Boundary labeling items:
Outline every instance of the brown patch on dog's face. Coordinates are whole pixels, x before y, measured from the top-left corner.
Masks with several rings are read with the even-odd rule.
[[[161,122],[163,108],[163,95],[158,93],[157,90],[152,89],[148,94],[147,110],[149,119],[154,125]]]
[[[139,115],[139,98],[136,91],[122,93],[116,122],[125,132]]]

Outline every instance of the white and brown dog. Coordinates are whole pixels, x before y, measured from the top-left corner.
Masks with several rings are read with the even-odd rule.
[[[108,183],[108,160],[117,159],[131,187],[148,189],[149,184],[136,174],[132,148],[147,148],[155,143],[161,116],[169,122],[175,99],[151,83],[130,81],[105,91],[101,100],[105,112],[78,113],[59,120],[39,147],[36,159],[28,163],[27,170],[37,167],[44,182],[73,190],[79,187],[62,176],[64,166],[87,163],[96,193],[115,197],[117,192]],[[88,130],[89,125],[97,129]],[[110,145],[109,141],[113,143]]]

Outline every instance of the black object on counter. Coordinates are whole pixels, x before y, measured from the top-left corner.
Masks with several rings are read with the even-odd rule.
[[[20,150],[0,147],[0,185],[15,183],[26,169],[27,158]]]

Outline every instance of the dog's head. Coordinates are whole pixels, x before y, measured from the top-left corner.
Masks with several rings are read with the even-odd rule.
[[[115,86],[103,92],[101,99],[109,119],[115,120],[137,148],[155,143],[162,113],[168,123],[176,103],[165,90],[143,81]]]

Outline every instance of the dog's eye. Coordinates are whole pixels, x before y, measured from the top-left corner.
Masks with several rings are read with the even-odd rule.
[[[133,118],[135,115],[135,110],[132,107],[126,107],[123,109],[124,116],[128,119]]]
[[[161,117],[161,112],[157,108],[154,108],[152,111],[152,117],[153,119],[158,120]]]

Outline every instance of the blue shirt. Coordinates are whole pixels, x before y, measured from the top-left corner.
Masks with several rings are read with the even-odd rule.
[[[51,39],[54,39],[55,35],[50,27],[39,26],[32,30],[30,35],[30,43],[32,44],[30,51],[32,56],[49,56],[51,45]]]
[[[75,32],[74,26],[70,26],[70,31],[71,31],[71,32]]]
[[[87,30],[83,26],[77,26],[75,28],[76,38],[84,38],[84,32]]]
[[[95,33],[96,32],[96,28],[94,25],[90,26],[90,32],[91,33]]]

Task statement
Convert the listing into a Markdown table with the columns n and Line, starting with the line containing "Outline every instance of the dog's head." and going through the end of the listing. Leave out blank lines, and put a row number in n and the line itself in Line.

Output
| n | Line |
|---|---|
| 1 | Outline every instance of the dog's head. Coordinates are whole pixels, x before y, measured from the top-left corner. |
| 2 | Masks with several rings are read with the even-odd rule. |
| 3 | [[[115,86],[103,92],[101,99],[109,119],[115,120],[137,148],[155,143],[162,113],[168,123],[176,103],[165,90],[143,81]]] |
| 4 | Outline every instance of the dog's eye. Coordinates are whole pixels, x before y, measured from the top-left corner. |
| 5 | Masks with several rings are read with the even-odd rule. |
| 6 | [[[133,118],[135,115],[135,110],[132,107],[126,107],[123,109],[124,116],[128,119]]] |
| 7 | [[[161,117],[161,112],[157,108],[154,108],[152,111],[152,117],[153,119],[158,120]]] |
| 8 | Outline every instance of the blue shirt. Coordinates are whole pixels, x before y, measured from the top-left corner. |
| 9 | Masks with several rings are read with the even-odd rule. |
| 10 | [[[51,39],[54,39],[55,35],[50,27],[39,26],[32,30],[30,35],[30,43],[32,44],[30,51],[32,56],[49,56],[51,45]]] |
| 11 | [[[75,32],[74,26],[70,26],[70,31],[71,31],[71,32]]] |
| 12 | [[[87,30],[83,26],[77,26],[75,28],[76,38],[84,38],[84,32]]] |
| 13 | [[[95,33],[96,32],[96,28],[94,25],[90,26],[90,32],[91,33]]] |